**PROBLEM REQUIREMENTS**
What you return must match the data exactly, line for line.

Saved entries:
==*==

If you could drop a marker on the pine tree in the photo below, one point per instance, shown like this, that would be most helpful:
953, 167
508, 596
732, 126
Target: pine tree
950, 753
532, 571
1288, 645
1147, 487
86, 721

==*==

**SOLUTION**
If you could drop a marker on the pine tree in the photo below, one point per instance, shown like this, that would be most helpful:
953, 167
508, 596
732, 126
Target: pine tree
950, 753
532, 571
1288, 645
1147, 487
86, 721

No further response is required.